▶ INSTRUCTION A: In the post about getting ready to leave for Ireland, how many days will the writer go without seeing Andrew?
▶ INSTRUCTION B: Continue the post about getting ready to leave for Ireland from its final sentence.

▶ SELECTED TEXT:
|---|

I am so not even close to being ready to leave for Ireland. Well, I take that back, I am really ready to leave work, but that's about it, and that goes without saying.
Honestly, I have barely begun to think about packing and buying stuff I need (which is probably more than I realize, and of course I love to procrastinate), and I am really not ready to leave my apartment (it's a mess), my family (I leave the day before my mom's birthday, and come home 5 days after the twin's), my friends (I am missing one major wedding, seeing the BFF over July 4th, as well as whatever random summer fun times everyone will be having), and Andrew (um, 31 days without seeing my boyfriend? NOT a happy thought).

|---|

▶ DATASET ENTRIES:
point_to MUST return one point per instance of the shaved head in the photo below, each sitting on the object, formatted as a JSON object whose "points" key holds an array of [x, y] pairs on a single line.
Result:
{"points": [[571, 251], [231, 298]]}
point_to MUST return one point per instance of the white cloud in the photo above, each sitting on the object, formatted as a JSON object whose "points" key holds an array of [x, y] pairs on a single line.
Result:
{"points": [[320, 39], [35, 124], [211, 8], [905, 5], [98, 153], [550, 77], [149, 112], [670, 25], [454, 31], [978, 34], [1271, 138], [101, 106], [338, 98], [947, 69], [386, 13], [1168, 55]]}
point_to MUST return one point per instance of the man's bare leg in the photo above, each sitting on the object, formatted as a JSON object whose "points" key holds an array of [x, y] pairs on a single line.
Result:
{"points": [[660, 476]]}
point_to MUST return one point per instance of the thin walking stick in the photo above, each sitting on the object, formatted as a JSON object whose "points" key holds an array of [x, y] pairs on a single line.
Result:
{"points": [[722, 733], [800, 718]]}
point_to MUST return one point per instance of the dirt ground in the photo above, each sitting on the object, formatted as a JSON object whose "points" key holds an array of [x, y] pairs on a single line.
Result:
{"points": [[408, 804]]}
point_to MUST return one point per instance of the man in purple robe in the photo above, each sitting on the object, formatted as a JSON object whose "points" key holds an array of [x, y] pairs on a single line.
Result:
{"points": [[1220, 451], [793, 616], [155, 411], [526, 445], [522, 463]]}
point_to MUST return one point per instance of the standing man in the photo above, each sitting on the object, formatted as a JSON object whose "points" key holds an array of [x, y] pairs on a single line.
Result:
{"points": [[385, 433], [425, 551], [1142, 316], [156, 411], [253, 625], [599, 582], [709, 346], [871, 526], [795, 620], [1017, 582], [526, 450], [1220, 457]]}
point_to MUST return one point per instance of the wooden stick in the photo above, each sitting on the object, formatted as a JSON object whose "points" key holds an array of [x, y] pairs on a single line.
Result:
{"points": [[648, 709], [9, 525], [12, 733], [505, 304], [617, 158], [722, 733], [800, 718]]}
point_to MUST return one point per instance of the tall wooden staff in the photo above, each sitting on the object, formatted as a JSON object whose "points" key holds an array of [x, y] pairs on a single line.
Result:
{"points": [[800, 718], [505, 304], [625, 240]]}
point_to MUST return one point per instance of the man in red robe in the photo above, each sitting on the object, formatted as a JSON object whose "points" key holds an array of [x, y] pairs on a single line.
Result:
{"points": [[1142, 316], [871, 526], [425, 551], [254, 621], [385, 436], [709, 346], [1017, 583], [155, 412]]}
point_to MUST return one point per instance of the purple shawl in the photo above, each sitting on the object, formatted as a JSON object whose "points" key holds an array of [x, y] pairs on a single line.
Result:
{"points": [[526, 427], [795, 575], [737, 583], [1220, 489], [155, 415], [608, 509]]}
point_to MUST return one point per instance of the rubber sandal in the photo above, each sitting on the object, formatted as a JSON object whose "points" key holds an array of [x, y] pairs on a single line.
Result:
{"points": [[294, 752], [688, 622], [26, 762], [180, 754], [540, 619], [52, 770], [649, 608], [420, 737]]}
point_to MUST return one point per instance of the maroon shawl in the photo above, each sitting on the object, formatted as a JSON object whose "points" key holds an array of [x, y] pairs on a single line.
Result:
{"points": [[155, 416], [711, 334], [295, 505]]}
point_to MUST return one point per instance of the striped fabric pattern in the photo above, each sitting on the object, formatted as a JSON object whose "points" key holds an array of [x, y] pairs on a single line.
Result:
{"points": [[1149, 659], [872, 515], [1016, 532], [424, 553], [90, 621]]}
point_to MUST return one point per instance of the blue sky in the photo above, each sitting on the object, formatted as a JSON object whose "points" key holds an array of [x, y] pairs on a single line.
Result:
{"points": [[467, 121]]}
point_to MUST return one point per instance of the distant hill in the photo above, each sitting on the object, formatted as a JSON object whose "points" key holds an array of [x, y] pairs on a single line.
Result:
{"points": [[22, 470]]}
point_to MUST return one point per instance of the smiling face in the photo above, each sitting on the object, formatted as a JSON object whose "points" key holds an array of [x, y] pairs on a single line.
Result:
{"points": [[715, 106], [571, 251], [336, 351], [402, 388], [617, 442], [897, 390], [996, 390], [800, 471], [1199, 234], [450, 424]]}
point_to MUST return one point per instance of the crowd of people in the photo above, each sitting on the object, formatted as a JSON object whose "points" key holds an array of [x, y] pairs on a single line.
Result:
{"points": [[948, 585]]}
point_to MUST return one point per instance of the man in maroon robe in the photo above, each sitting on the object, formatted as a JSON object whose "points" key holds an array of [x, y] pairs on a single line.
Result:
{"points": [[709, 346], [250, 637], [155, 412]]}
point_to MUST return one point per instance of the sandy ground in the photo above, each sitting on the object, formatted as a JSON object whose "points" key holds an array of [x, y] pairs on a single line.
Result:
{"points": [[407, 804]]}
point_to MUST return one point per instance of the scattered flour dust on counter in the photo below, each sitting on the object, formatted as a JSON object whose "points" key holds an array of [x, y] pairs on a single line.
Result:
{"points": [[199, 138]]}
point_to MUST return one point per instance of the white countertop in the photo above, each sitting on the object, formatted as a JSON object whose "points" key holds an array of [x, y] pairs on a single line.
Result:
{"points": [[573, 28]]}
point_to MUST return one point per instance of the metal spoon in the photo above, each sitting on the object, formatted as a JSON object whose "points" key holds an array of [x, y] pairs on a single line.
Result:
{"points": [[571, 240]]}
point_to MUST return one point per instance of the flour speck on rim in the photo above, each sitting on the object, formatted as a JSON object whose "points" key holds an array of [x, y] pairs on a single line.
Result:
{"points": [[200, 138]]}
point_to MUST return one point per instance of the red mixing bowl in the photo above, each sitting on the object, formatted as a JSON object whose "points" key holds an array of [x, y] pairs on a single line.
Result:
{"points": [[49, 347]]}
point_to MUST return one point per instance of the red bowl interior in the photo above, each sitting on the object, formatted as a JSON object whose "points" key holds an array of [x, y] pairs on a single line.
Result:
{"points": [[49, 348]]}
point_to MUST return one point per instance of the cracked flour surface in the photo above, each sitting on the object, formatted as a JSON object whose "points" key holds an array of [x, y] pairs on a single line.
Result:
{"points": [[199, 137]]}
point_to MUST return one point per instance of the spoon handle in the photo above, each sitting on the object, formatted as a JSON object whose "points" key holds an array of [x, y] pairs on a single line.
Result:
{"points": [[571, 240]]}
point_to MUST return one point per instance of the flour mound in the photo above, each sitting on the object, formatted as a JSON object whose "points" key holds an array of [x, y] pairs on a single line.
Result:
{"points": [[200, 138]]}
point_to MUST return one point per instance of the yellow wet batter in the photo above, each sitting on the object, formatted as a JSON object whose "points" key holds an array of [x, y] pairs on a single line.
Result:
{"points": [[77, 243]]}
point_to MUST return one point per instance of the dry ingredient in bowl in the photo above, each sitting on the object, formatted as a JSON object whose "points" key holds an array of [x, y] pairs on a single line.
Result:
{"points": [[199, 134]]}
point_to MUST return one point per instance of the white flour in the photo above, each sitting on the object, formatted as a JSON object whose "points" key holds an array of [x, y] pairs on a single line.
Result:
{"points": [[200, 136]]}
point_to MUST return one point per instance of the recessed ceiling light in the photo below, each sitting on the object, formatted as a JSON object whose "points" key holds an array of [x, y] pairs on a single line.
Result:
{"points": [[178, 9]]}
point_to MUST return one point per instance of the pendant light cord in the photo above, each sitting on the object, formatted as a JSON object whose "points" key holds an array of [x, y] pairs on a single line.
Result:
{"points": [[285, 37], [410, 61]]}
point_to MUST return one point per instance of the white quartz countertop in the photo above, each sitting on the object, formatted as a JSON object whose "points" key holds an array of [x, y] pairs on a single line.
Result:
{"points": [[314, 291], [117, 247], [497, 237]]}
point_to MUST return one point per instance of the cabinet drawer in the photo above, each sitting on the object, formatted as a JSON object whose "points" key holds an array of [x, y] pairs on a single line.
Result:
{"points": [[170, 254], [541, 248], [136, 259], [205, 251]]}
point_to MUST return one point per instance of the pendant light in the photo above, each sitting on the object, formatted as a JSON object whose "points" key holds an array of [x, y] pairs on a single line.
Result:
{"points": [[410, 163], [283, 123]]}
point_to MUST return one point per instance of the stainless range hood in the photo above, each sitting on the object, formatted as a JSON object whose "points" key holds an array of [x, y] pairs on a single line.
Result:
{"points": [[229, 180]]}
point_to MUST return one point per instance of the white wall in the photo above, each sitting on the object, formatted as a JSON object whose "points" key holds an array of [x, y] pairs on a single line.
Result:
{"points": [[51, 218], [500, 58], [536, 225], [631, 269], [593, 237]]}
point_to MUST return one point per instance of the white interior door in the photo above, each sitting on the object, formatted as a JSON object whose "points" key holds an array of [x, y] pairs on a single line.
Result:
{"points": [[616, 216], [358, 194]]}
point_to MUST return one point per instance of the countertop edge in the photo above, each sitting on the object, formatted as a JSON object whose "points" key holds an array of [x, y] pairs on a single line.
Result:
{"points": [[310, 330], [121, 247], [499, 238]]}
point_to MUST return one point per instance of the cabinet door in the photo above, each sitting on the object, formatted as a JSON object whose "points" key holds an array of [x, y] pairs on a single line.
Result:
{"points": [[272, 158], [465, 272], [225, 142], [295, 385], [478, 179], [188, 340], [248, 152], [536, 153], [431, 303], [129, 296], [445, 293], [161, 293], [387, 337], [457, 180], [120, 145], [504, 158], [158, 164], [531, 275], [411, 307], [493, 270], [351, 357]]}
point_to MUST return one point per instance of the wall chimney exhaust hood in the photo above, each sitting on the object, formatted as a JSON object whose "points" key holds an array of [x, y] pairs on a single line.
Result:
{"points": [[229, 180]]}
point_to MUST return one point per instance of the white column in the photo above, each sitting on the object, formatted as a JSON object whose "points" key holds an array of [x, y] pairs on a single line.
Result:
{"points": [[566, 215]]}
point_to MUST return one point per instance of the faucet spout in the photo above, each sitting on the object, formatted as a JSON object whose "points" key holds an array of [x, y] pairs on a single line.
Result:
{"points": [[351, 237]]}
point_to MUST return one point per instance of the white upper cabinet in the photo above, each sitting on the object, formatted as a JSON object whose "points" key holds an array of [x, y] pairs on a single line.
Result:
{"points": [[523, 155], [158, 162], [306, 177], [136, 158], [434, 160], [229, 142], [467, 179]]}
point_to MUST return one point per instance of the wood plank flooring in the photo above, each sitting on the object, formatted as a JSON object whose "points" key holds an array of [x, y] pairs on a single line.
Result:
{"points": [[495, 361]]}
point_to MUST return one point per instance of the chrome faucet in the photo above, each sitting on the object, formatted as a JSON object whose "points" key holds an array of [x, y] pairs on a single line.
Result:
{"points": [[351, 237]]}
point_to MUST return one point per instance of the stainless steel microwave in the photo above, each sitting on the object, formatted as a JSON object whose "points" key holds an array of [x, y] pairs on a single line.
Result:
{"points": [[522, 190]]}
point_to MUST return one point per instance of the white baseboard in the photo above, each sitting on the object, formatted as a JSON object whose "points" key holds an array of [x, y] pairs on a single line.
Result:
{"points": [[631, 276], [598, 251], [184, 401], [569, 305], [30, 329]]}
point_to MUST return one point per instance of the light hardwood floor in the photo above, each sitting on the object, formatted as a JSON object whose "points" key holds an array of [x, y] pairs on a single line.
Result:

|---|

▶ EXERCISE OUTPUT A: 31 days.

▶ EXERCISE OUTPUT B:
So.......I guess I am in denial. And I need to get it together real soon, because I work 10 of the 16 days I have left, and there is another wedding on one of the days off, and I pretty much pissed away my afternoon today after getting home around 3. I could have gone shopping, been cleaning, doing laundry, or scanning all of my paperwork to get ready, but instead I messed around online, did a little bit of paperwork, and watched a moving Dateline (yeah, for real) about a mission in Afghanistan and cried.
I wish I could be more excited for this trip, but to be honest, I am scared to death of flying that far, and it feels like I will be gone forever. I am afraid I won't take enough pictures or do well in my classes (my self-confidence is pretty much shot after a shitty performance this past semester), and that I will get sick from the food or drinking and just be miserable.
I know it's a good experience. Hell, that's why I signed up in the first place (however, the person who signed up was a bit more defiant-and single, than the girl I am today). But it's really really really expensive, and I am just stressed. I suppose I should try and get some more stuff done before heading out to the airport to pick up Andrew...first thing I need to do is probably balance my checkbook. The last thing I want is to be completely overdrawn in a foreign country. And knowing me, well, it could happen.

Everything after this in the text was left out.